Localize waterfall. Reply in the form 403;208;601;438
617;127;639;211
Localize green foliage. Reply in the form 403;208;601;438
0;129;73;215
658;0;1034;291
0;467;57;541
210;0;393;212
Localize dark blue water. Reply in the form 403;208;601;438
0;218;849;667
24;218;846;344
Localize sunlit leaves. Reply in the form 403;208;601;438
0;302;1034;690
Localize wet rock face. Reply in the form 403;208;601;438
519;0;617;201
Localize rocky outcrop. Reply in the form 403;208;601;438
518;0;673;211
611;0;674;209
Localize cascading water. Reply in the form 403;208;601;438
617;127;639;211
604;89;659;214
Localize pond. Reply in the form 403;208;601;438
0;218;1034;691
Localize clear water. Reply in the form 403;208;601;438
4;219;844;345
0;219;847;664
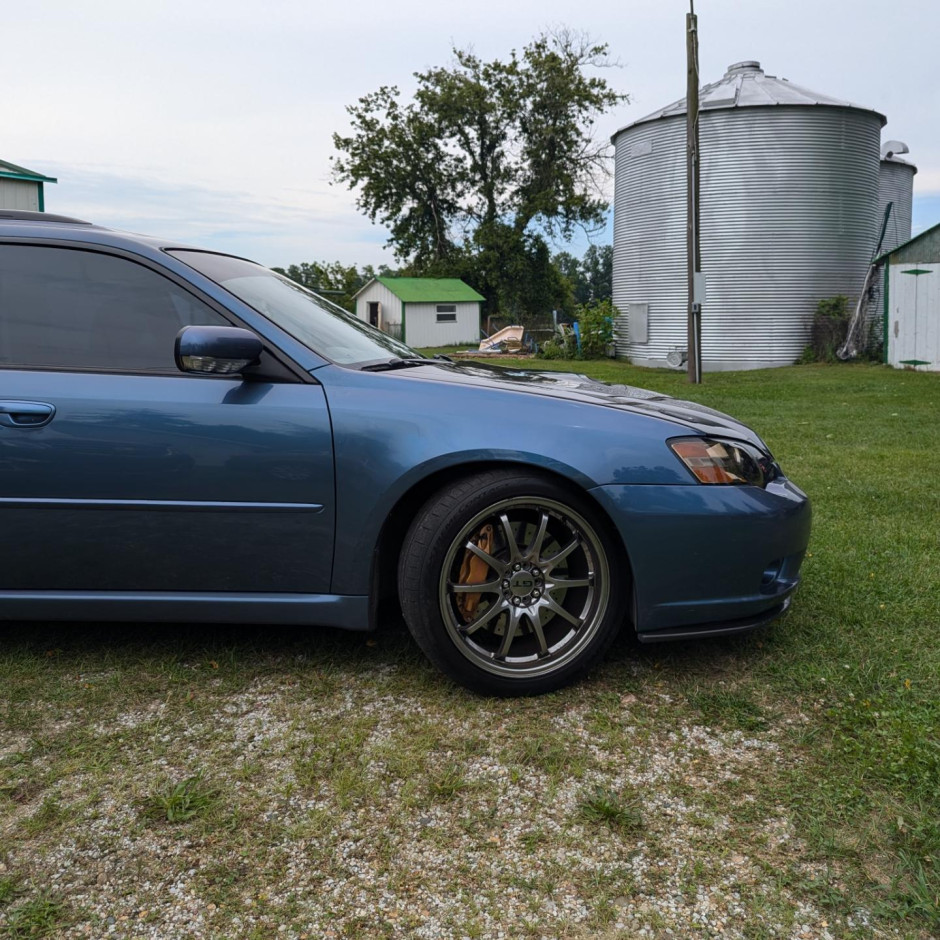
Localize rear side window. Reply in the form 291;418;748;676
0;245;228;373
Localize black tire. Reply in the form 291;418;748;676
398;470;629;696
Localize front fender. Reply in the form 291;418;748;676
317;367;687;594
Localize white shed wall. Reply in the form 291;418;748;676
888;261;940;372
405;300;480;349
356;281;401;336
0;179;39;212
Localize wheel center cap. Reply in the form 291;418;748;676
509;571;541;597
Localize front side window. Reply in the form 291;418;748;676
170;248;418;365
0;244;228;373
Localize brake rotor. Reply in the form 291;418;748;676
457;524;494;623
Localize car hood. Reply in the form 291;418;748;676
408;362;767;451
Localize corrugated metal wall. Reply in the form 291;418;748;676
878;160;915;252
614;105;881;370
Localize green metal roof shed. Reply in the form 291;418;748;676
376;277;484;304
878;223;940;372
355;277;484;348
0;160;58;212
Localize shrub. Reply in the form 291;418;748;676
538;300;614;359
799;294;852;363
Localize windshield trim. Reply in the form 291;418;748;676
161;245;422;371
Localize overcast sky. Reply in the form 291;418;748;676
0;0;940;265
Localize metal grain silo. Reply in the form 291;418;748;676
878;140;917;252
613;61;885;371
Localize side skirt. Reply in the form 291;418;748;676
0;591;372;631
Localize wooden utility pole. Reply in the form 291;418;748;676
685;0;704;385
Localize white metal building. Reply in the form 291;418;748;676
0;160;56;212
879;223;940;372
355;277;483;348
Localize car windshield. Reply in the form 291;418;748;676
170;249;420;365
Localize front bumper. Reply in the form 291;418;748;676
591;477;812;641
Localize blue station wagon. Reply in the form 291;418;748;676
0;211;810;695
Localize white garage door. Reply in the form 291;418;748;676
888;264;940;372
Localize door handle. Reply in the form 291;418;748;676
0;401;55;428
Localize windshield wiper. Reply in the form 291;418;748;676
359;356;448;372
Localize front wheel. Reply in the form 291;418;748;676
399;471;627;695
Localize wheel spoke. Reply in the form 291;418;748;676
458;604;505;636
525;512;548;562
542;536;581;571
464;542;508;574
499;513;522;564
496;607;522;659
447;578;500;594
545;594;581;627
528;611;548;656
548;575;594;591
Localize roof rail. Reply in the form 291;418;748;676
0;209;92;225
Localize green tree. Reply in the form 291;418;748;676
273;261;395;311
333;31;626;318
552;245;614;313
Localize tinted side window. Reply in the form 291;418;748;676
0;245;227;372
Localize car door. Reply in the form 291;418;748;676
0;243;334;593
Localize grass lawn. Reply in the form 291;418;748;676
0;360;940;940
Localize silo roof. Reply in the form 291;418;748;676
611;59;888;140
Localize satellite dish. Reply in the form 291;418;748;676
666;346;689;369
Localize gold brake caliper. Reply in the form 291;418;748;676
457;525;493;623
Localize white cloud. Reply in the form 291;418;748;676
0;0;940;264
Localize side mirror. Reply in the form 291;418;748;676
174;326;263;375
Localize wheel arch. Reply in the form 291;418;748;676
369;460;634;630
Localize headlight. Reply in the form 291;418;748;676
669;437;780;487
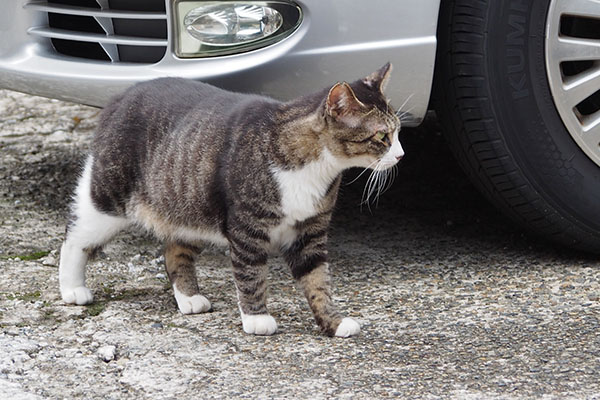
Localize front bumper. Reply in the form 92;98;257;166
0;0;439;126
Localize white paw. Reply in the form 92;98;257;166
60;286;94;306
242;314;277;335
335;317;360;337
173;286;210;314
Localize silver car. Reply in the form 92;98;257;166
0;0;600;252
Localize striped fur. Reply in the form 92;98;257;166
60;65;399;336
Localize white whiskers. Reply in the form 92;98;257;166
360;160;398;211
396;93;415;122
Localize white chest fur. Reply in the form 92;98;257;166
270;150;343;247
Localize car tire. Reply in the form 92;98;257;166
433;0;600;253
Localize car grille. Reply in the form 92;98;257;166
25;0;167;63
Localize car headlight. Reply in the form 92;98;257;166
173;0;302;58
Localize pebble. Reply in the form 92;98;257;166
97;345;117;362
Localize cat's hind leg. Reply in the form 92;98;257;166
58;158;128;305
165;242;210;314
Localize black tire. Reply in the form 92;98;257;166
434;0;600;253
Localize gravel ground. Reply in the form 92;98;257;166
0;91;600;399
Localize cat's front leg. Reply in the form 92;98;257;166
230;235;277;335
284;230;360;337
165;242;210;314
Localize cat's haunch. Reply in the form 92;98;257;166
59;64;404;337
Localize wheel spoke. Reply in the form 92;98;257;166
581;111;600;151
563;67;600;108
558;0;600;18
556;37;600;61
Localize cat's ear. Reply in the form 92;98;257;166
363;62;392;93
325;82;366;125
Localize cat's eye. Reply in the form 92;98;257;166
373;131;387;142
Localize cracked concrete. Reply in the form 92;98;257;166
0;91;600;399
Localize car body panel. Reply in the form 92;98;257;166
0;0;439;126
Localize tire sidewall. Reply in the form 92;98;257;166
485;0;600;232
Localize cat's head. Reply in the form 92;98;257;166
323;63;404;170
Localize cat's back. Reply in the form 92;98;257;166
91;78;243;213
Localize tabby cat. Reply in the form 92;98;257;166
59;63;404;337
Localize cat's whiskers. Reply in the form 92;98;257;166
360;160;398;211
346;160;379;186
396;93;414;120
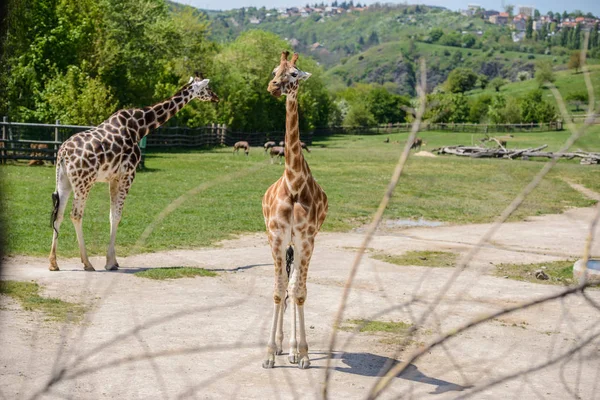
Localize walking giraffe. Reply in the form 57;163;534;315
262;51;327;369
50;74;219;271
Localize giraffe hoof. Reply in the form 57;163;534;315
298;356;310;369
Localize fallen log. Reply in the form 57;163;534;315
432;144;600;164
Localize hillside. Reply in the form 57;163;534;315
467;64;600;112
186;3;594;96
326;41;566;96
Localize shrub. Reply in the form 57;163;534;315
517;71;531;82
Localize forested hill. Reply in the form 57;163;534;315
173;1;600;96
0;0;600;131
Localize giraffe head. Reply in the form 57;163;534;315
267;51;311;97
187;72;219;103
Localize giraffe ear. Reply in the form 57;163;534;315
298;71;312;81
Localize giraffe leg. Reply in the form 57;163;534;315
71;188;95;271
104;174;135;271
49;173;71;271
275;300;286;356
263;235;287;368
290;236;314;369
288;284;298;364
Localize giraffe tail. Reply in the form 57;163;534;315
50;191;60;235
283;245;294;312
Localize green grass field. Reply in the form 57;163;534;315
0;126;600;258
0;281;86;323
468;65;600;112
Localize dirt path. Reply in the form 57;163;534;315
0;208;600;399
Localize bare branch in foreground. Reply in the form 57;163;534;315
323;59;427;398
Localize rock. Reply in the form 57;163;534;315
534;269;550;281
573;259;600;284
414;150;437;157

····················

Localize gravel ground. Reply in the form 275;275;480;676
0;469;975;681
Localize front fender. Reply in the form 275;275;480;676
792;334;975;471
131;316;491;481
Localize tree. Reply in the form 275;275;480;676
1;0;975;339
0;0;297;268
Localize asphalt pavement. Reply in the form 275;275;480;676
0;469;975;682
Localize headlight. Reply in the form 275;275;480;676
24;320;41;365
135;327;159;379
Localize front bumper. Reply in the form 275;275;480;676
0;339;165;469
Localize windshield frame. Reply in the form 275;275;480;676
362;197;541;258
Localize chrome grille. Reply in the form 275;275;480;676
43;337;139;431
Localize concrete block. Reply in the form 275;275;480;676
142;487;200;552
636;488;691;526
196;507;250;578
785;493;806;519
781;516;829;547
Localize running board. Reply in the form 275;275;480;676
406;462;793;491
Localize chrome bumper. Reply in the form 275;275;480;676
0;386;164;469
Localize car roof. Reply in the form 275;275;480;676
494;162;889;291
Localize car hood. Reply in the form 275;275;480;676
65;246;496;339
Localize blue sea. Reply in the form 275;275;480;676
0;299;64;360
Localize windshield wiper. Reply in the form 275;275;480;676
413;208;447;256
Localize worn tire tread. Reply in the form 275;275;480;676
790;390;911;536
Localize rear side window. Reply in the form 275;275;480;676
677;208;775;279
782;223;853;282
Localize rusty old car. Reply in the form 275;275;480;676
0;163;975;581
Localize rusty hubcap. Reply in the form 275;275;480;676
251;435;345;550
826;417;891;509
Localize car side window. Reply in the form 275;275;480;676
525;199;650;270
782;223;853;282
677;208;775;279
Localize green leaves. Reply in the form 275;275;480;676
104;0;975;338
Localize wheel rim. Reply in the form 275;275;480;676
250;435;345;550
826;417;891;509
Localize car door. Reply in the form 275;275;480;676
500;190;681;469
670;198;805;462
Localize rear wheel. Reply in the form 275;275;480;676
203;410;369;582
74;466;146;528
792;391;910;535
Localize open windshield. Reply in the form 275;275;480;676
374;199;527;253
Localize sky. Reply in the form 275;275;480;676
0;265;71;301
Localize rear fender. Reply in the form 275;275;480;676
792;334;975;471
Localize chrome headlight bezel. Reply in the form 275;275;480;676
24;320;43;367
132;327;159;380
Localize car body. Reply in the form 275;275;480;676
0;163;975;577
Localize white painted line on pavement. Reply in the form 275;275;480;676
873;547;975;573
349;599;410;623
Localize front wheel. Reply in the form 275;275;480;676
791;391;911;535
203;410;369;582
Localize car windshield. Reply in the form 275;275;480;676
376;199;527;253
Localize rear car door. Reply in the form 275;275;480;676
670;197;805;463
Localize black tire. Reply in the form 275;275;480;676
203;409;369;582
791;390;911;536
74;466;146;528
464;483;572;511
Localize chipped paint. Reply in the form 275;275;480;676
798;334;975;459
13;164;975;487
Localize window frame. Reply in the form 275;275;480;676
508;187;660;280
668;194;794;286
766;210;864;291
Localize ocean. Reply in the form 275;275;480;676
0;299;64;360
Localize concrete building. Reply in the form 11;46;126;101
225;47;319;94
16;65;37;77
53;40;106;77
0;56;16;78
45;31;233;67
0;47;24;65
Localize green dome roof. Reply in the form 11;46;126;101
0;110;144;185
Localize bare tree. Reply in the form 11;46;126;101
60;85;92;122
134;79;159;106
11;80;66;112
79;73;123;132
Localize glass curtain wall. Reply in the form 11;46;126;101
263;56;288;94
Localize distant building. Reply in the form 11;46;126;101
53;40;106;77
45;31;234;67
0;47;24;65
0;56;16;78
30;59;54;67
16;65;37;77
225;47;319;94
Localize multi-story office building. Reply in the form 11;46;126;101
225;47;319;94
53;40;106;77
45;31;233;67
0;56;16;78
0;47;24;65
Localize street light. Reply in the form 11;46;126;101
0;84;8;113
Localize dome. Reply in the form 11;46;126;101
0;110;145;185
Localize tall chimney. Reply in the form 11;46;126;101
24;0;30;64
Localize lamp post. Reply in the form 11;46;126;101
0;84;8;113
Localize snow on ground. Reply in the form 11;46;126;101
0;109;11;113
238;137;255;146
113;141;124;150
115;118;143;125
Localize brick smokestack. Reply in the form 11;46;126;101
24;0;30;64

····················

Which lines in the rows above contain the string "roof"? Extract each of those lines in full, matching case exactly.

→ **Complete response**:
Localize green metal roof shed. Reply in the form 291;418;748;676
Localize roof rail. Reply in the form 291;418;748;676
Localize silo roof. Reply in the form 291;418;748;676
Localize car roof. Reply in the form 275;275;480;676
Localize green dome roof. Reply in the form 11;46;126;101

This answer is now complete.